**GOAL OF THE EXERCISE:**
Copy word for word the lines of the entries below, starting at the line that contains "TARGET: man in dark jacket" and continuing through the last line of the entries.

**GIVEN DATA:**
────────────────

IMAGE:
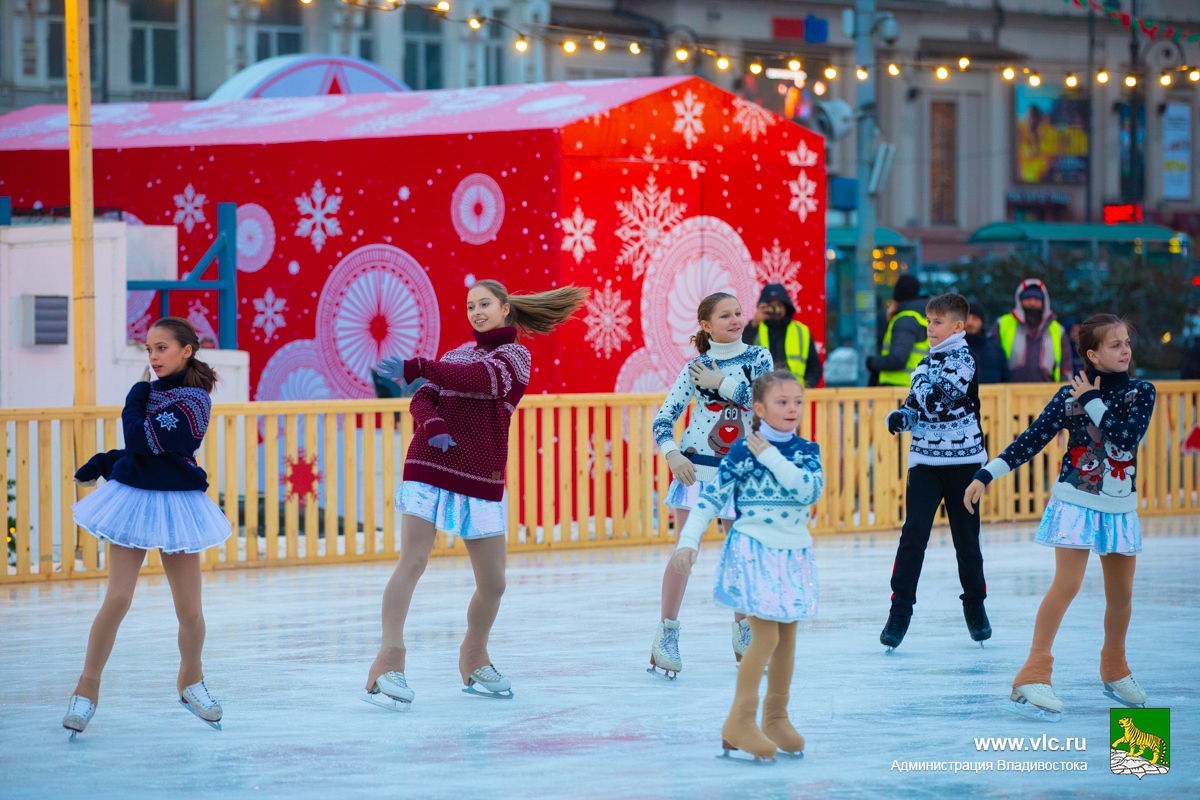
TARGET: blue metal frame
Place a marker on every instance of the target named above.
(225, 251)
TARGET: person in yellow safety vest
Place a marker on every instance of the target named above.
(789, 340)
(906, 341)
(1036, 344)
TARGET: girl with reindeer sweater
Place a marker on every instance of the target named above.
(719, 380)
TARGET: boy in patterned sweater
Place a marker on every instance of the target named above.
(942, 411)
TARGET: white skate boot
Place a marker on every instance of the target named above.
(665, 650)
(741, 638)
(196, 698)
(78, 715)
(390, 691)
(491, 679)
(1036, 701)
(1127, 692)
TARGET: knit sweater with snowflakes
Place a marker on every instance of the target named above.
(471, 394)
(163, 425)
(772, 493)
(942, 408)
(723, 415)
(1104, 427)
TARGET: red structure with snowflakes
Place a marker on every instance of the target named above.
(361, 218)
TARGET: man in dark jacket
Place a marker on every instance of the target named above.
(906, 341)
(789, 340)
(991, 366)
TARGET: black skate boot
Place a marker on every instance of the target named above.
(977, 620)
(895, 629)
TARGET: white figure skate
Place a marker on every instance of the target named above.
(1127, 692)
(390, 691)
(79, 713)
(196, 698)
(1037, 702)
(665, 650)
(491, 679)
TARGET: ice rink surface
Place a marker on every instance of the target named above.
(288, 650)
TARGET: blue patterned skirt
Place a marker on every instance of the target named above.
(1066, 524)
(455, 513)
(685, 497)
(763, 582)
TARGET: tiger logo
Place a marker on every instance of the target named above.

────────────────

**THE COMPLETED TASK:**
TARGET: man in dark jacket
Place a marker on every instance of the target named above.
(906, 341)
(789, 340)
(991, 366)
TARGET: black skate boot
Place a marker on every instance of the target named above.
(977, 620)
(895, 629)
TARGET: white figure skate
Place a marker on every instance of the target named above.
(1127, 692)
(390, 691)
(79, 713)
(196, 698)
(1037, 702)
(665, 650)
(491, 679)
TARGET: ice rink surface
Place a marker on every instance of the target named above.
(288, 650)
TARGET: blue patterned skirt
Place a marker on every instance of the target named above.
(1066, 524)
(455, 513)
(685, 497)
(763, 582)
TARGET: tiger logo
Place a marker on every instance of the target named above.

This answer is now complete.